--- Begin ---

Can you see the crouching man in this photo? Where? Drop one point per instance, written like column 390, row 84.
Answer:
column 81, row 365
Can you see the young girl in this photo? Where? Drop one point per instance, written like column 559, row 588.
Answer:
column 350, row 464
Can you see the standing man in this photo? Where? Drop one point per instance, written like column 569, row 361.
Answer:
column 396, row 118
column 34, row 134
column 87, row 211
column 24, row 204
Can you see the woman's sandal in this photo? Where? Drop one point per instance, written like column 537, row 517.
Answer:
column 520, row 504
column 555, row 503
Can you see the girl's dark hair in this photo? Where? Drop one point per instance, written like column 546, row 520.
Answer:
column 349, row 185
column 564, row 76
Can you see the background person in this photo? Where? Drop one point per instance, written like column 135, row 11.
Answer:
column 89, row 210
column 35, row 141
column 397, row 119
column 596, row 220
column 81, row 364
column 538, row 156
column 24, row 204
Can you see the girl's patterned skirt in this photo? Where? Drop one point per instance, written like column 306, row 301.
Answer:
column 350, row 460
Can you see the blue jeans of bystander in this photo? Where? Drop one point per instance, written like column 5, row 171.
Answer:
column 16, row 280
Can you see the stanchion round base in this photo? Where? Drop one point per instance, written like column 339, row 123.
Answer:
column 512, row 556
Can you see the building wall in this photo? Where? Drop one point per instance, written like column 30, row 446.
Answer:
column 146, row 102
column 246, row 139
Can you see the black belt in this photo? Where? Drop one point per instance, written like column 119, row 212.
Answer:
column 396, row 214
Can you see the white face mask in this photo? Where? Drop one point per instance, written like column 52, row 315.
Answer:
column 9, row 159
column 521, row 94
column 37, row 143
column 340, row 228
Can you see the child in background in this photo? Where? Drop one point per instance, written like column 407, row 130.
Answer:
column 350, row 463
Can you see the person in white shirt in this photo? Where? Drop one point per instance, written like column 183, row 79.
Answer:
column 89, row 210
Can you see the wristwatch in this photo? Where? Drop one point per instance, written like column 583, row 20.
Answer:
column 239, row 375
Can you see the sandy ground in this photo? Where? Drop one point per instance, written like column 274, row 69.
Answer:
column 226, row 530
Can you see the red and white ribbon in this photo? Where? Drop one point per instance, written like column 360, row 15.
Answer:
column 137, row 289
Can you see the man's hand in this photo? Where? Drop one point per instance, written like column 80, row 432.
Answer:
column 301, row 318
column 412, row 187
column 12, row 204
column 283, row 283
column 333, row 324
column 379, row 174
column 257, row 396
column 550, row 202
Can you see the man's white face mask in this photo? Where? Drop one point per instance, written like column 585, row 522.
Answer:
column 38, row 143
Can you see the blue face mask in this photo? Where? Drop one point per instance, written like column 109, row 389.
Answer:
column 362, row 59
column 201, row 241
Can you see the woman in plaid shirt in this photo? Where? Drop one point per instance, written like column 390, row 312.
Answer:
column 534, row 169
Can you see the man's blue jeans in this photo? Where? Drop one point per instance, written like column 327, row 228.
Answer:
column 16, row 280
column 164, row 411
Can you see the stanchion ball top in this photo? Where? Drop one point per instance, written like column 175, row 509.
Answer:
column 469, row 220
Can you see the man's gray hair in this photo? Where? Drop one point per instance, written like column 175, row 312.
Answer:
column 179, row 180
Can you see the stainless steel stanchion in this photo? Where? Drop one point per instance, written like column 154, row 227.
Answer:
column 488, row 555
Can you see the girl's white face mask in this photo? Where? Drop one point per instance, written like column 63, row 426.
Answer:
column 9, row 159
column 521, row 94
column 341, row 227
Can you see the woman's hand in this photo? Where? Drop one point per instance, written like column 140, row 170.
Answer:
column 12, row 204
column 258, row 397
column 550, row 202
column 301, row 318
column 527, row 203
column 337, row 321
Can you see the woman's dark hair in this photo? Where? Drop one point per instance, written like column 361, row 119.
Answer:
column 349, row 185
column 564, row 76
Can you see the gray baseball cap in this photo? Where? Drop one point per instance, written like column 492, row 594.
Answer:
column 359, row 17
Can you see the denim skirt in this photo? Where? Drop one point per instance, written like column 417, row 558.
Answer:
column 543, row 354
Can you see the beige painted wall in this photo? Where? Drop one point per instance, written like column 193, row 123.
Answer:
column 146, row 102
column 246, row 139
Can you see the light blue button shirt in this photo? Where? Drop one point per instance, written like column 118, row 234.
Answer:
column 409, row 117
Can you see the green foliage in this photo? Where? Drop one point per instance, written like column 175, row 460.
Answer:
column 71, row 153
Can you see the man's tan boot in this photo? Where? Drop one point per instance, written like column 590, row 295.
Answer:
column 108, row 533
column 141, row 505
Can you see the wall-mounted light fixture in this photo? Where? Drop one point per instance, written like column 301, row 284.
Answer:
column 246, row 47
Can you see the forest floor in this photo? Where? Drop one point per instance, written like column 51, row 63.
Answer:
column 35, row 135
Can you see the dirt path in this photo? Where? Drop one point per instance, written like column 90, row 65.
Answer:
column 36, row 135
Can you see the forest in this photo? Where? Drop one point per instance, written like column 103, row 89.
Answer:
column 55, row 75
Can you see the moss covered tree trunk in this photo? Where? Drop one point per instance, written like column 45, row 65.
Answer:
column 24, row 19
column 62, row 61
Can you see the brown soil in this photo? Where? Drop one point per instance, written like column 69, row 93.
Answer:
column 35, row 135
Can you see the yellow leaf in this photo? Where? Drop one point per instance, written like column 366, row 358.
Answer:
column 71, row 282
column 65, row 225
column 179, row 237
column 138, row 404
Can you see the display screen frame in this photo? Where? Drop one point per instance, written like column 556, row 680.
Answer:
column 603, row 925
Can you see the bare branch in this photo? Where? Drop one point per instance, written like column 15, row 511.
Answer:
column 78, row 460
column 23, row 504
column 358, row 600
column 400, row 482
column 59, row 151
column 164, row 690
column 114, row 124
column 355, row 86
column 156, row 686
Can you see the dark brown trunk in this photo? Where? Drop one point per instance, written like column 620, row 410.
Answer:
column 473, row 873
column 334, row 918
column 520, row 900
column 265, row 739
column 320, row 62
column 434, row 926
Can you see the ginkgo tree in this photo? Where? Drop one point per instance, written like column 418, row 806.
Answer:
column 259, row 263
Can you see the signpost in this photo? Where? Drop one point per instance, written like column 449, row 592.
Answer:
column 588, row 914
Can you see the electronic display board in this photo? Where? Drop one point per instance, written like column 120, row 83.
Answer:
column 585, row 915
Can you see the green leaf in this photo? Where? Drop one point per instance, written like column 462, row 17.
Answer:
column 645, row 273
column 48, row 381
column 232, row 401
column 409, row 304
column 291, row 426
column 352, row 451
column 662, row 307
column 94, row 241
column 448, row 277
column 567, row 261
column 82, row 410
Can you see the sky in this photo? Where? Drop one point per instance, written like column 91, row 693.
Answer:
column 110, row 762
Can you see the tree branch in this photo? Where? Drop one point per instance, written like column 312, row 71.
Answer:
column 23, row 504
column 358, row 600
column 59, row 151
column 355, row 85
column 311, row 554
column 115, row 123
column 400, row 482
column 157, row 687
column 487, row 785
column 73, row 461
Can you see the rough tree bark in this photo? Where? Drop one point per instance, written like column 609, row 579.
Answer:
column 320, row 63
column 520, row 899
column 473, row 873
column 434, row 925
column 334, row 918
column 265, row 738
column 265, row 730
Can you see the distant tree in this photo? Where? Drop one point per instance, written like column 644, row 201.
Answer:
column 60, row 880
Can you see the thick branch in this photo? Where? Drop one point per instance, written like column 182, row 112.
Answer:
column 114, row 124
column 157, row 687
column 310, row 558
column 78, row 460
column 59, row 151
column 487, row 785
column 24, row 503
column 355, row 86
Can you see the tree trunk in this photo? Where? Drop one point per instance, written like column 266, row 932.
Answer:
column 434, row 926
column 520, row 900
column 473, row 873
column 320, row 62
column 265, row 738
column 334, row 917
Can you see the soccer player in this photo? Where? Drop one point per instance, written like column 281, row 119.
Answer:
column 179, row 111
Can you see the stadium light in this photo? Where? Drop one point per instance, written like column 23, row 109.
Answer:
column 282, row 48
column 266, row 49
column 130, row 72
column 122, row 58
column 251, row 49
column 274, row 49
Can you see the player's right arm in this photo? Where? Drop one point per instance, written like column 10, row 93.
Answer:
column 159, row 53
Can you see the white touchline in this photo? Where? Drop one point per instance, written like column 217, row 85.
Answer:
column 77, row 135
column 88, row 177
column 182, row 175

--- End ---

What to work on - Reproduce verbatim the lines of the items above, starting at the line that contains "Can you see the light" and ending at the line that contains "column 141, row 505", with both of those lines included.

Complete answer -
Can you see the light blue button shirt in this photo? Where? Drop one point per instance, written like column 118, row 234.
Answer:
column 409, row 117
Can you see the green foliage in this photo? Where? Drop one point per instance, written like column 175, row 460.
Answer:
column 71, row 153
Can you see the man's tan boot in this photo? Where? Drop one point per instance, written like column 590, row 295.
Answer:
column 108, row 533
column 141, row 505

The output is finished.